▶ **To be done**
(A) List every type of vessel named in the passage on secondary fermentation below.
(B) Pick up the passage on secondary fermentation below where it stops and continue it.
Start of Document section
Secondary fermentation is a process commonly associated with winemaking, which entails a second period of fermentation in a different vessel than the one used to start the fermentation process. An example of this would be starting fermentation in a carboy or stainless steel tank and then moving it over to oak barrels. Rather than being a separate, second fermentation, this is most often one single fermentation period that is conducted in multiple vessels. However, the term does also apply to procedures that could be described as a second and distinct fermentation period.

In wine production

In sparkling wine production, the secondary fermentation often takes places in the wine bottle that the wine will be sold in. This is most commonly known as the méthode champenoise or "Champagne method" after the region most noted for sparkling wine production. When the base wine (or cuvee) has been produced from single grape varietals or a blend, the wine is bottled with a mixture of yeast and fresh sugar known as the "liqueur de tirage". This secondary fermentation, also known as bottle fermentation, is the process that makes the wine "bubbly" due to the containment of carbon dioxide which is normally released as a by product in regular fermentation.
End of Document section
Start of Dataset entries
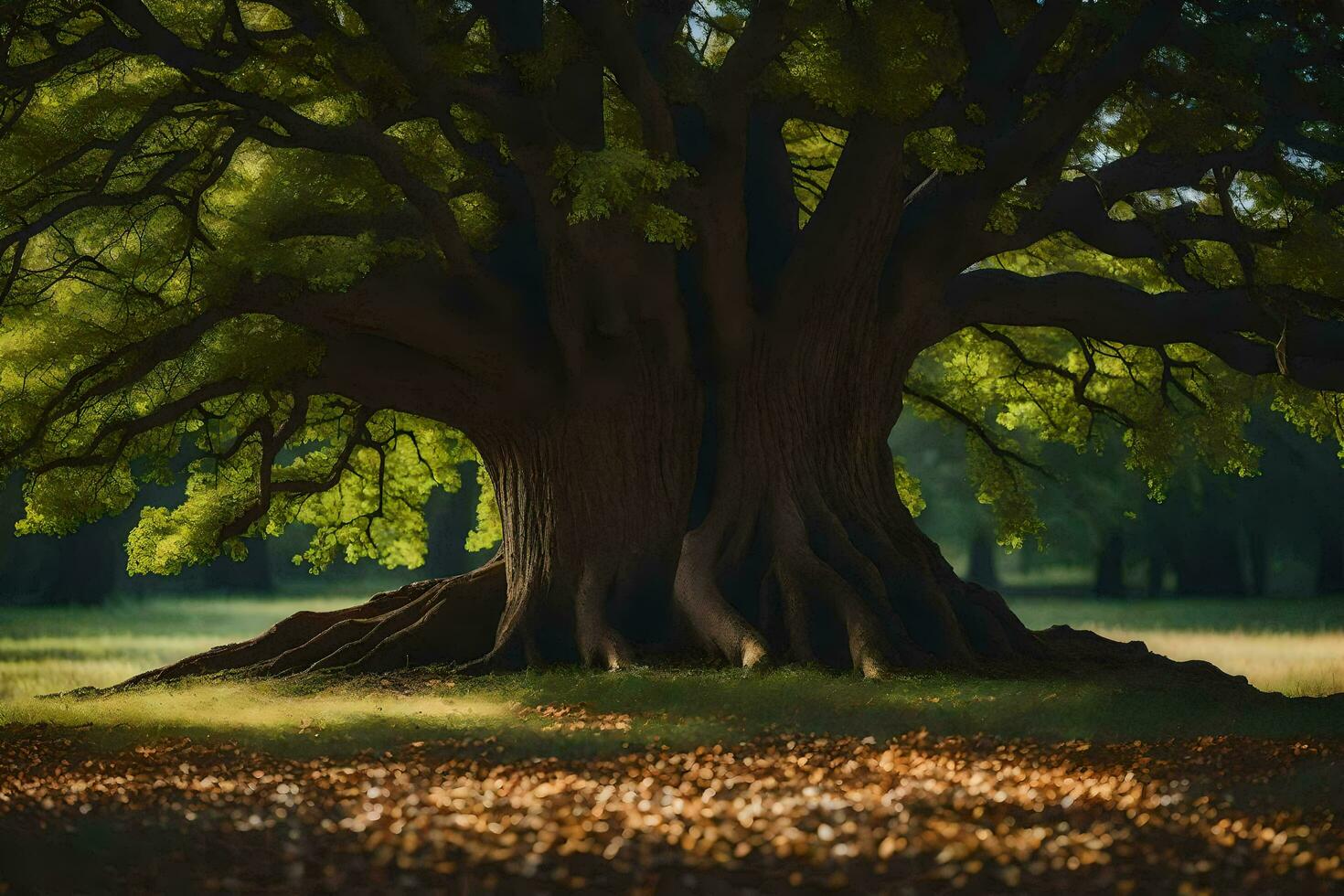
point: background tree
End of Dataset entries
Start of Dataset entries
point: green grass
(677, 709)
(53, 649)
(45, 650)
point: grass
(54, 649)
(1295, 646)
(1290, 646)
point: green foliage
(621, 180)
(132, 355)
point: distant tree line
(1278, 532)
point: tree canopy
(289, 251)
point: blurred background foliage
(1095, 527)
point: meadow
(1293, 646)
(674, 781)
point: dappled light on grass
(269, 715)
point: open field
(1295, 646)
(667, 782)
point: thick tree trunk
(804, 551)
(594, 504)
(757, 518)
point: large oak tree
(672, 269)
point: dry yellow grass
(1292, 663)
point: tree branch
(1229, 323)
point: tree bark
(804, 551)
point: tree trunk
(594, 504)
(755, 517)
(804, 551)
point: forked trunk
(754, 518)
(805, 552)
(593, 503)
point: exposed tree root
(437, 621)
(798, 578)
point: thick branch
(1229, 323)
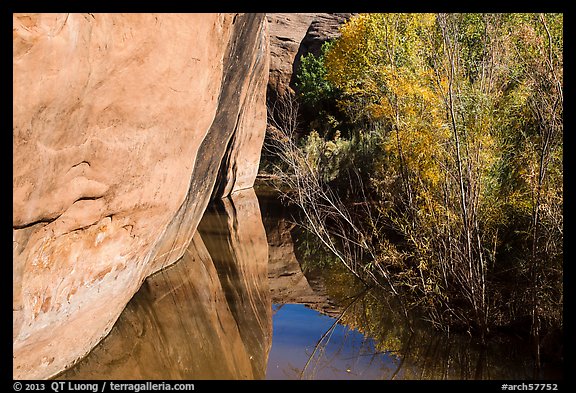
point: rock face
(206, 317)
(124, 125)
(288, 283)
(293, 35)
End of Dataset entries
Start of Dataset entries
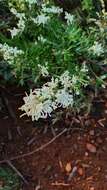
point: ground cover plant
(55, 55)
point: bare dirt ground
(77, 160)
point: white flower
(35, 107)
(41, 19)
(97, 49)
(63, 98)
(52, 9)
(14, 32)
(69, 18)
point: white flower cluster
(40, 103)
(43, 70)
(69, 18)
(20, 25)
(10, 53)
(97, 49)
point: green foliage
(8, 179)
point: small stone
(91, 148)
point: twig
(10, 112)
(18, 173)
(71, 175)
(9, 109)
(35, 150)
End of Dataset entries
▶ **Results for the exercise**
(A) carboy, stainless steel tank, oak barrels, wine bottle

(B)
In still wine production, particularly of red wines and some white wines like Chardonnay, the secondary fermentation process can also usher in the use of malolactic fermentation (or MLF) where the hard, green apple-like malic acid is converted into softer, butter-like lactic acid. In the case of a stuck fermentation, a winemaker may wish to transfer the must to a second vessel and use stronger, more aggressive yeasts with high fermentation temperatures to re-initiate the fermentation process. A similar process known as governo has been used by Tuscan winemakers since the 14th century with the isolation after harvest of a batch of grapes that can be added later to the wine to help prevent (or recover from) a stuck fermentation.

See also
Glossary of wine terms

References

Further reading
 American Journal of Enology and Viticulture "Studies on the Secondary Fermentation of Low-Alcohol Sparkling Apple Wine" 44:1:93-98 (1993)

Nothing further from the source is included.